Source document:
Question

The weight of proteins or nucleic acids in solution is commonly determined by UV spectroscopy using the Beer-Lambert law. For example, the \(\varepsilon\) of double-stranded DNA at \(260 \mathrm{~nm}\) is \(6670 \mathrm{M}^{-1} \mathrm{~cm}^{-1}\). The formula weight of the repeating unit in DNA (650 Daltons on average) can be used as the molecular weight. What is the weight of DNA in \(2.0 \mathrm{~mL}\) of aqueous buffer if the absorbance, measured in a 1 -cm cuvette, is \(0.75\) ?

Short answer

Answer: The weight of DNA in the 2.0 mL aqueous buffer is approximately \(1.456 \times 10^{-4} \mathrm{~g}\).

Data section:
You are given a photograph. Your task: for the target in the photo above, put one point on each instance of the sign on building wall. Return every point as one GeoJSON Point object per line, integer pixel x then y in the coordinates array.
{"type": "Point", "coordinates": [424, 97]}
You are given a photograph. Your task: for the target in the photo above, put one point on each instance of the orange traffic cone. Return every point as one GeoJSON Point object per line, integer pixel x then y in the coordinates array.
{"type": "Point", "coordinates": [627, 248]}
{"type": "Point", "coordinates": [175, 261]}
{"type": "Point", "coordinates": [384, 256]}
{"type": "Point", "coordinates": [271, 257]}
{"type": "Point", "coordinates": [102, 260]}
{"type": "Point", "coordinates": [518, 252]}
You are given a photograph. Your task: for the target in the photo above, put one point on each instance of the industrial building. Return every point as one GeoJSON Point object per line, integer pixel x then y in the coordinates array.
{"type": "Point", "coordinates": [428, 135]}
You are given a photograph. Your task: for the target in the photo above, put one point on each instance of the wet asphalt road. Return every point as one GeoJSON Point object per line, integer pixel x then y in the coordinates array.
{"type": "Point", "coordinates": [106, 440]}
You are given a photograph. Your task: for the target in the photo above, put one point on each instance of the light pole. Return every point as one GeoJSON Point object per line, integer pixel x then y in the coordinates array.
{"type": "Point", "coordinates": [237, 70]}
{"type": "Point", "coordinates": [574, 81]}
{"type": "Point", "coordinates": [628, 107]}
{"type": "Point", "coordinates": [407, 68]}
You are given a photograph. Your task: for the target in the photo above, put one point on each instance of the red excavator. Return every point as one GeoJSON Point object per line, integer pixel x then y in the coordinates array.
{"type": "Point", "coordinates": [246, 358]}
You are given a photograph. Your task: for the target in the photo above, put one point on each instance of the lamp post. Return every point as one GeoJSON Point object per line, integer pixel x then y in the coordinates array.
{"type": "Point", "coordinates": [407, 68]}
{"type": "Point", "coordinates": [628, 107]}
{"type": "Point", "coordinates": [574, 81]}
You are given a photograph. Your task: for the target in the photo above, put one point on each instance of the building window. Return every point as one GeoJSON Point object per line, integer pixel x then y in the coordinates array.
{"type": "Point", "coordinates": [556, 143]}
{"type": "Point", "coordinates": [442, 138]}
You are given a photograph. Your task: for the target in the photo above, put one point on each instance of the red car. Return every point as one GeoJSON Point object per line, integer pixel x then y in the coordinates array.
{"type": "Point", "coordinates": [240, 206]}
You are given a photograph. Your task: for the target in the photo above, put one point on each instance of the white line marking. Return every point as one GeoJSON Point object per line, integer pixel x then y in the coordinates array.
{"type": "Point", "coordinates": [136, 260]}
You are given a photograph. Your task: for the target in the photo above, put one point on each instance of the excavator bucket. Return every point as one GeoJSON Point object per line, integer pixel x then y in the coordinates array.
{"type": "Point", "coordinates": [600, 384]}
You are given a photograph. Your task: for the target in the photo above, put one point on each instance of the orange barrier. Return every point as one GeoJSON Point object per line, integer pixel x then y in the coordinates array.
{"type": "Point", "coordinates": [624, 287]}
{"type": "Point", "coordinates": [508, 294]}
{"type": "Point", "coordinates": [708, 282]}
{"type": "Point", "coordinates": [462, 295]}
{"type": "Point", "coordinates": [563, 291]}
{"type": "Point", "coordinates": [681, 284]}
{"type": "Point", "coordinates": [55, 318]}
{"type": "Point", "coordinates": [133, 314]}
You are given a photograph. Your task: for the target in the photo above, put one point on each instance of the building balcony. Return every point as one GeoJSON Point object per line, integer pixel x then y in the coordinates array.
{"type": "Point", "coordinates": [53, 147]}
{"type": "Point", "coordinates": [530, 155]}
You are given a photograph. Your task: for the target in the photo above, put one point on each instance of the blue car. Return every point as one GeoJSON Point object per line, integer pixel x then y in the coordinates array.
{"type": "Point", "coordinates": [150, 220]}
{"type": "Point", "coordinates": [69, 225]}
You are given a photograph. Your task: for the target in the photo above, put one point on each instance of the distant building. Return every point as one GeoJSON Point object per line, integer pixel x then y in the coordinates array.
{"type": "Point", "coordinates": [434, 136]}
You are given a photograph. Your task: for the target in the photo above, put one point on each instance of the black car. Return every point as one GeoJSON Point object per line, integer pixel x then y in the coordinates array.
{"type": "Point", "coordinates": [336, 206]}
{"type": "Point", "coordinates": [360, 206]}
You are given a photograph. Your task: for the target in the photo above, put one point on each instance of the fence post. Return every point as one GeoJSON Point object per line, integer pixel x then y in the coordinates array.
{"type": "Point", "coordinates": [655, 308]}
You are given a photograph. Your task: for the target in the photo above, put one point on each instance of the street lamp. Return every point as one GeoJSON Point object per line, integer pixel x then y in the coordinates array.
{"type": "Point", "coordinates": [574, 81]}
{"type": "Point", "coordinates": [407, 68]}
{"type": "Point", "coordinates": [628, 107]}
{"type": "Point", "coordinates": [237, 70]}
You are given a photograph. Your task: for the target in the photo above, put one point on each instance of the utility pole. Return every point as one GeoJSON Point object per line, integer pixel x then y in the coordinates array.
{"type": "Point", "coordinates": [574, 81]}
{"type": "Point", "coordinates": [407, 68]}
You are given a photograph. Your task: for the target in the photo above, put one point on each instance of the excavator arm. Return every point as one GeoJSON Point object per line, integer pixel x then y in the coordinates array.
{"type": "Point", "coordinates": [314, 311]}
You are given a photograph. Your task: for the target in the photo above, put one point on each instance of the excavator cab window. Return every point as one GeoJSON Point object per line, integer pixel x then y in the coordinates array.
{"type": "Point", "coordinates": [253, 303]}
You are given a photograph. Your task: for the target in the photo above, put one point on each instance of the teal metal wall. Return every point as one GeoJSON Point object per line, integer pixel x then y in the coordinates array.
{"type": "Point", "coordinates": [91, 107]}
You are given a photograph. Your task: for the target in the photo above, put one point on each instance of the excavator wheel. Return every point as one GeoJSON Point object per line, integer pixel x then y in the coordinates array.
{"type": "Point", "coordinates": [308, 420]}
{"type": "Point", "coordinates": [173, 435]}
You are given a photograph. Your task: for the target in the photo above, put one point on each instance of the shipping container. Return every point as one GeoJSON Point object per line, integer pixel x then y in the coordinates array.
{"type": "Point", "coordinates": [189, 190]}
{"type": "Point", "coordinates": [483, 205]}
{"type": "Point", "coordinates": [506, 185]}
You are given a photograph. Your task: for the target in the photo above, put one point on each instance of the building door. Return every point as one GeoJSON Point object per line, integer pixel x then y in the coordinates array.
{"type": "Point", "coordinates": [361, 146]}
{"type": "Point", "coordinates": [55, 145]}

Activity 1: In the DNA absorbance problem, what average formula weight of the DNA repeating unit is used as the molecular weight?
Activity 2: Resume the DNA absorbance problem after its final line.

Expected output 1: 650 Daltons.

Expected output 2:
Step-by-step solution

Understand the Beer-Lambert Law

The Beer-Lambert law is represented by the formula: \(A = \varepsilon \times c \times l\), where \(A\) is the absorbance, \(\varepsilon\) is the molar absorptivity constant (in \(\mathrm{M}^{-1} \mathrm{~cm}^{-1}\)), \(c\) is the concentration of the substance (in Molarity, M) and \(l\) is the path length (in cm). In this exercise, we are given the absorbance, molar absorptivity constant, and path length, and we need to find the concentration of the DNA solution.

Calculate the concentration of the DNA solution

Using the given values and the Beer-Lambert law formula, we can determine the concentration of the solution. Rearranging the formula to solve for the concentration, we get \(c = \frac{A}{\varepsilon \times l}\). Now, plug in the given values: \(A = 0.75\), \(\varepsilon = 6670 \mathrm{M}^{-1} \mathrm{~cm}^{-1}\), and \(l = 1 \mathrm{~cm}\). Calculate the concentration: \(c = \frac{0.75}{6670 \mathrm{M}^{-1} \mathrm{~cm}^{-1} \times 1 \mathrm{~cm}} = 1.12 \times 10^{-4} \mathrm{M}\).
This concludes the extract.